What you are asked to do: Find "Q: give x and y for each instance of the arched" in the records that follow; print that line and each subsequent line through the last one, verbatim and with nothing added.

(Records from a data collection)

- Opening Delimiter -

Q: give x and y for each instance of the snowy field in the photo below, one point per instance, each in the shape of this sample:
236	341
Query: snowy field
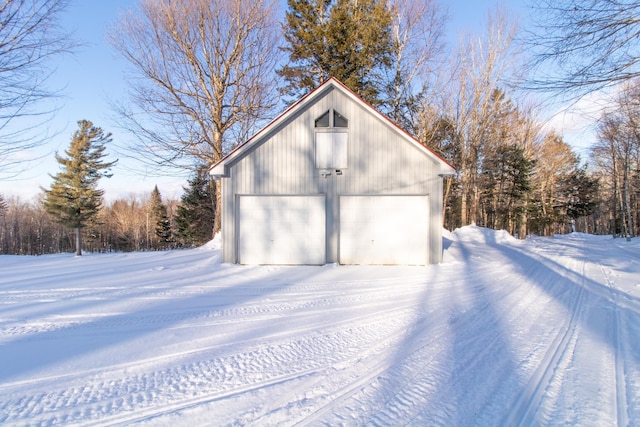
504	332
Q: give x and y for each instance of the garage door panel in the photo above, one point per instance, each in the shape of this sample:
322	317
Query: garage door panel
281	230
383	229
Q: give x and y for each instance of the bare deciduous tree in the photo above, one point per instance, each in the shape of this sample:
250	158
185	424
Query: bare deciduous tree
617	154
29	37
582	45
418	35
202	77
483	66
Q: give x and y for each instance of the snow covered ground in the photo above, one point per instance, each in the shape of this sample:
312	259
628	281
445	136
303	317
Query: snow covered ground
504	332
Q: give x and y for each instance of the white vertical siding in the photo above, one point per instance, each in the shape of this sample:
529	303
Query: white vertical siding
381	161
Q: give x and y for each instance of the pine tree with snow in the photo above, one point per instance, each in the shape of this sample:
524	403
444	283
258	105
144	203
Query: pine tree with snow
351	41
160	220
74	198
195	213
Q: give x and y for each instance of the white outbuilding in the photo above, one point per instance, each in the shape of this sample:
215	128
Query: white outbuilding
332	180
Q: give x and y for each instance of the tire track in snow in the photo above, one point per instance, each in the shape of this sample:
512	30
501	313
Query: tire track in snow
529	401
126	392
405	376
622	407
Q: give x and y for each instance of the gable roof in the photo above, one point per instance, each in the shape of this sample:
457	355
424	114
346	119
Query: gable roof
219	169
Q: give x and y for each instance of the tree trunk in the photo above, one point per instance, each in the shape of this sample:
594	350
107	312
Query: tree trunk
78	241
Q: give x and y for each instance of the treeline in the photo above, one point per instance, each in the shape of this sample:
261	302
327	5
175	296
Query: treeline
136	223
516	177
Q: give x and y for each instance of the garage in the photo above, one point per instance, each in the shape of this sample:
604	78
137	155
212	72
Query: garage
281	229
331	180
384	230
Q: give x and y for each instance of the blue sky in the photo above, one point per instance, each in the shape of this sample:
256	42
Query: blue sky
94	74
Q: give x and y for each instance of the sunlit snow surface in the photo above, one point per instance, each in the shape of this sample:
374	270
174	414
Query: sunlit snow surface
543	331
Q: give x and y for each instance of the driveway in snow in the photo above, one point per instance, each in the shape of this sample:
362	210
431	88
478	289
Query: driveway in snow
503	332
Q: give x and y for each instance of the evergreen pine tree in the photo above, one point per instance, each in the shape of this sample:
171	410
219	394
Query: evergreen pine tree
345	39
161	223
74	198
195	213
3	206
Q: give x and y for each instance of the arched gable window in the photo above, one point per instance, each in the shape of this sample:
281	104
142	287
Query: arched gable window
331	140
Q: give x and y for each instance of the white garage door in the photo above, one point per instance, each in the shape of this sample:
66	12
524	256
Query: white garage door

- Closing Delimiter -

Result of the exercise:
Q: give x and y for each instance of the arched gable window in the photo above, one point per instance, each in the shape of this sample:
281	104
142	287
Query: arched gable window
331	140
Q: give x and y for each instance of the white garage door in the photo above, one point per instance, each in the shape of this sample:
66	12
524	256
Query: white garage door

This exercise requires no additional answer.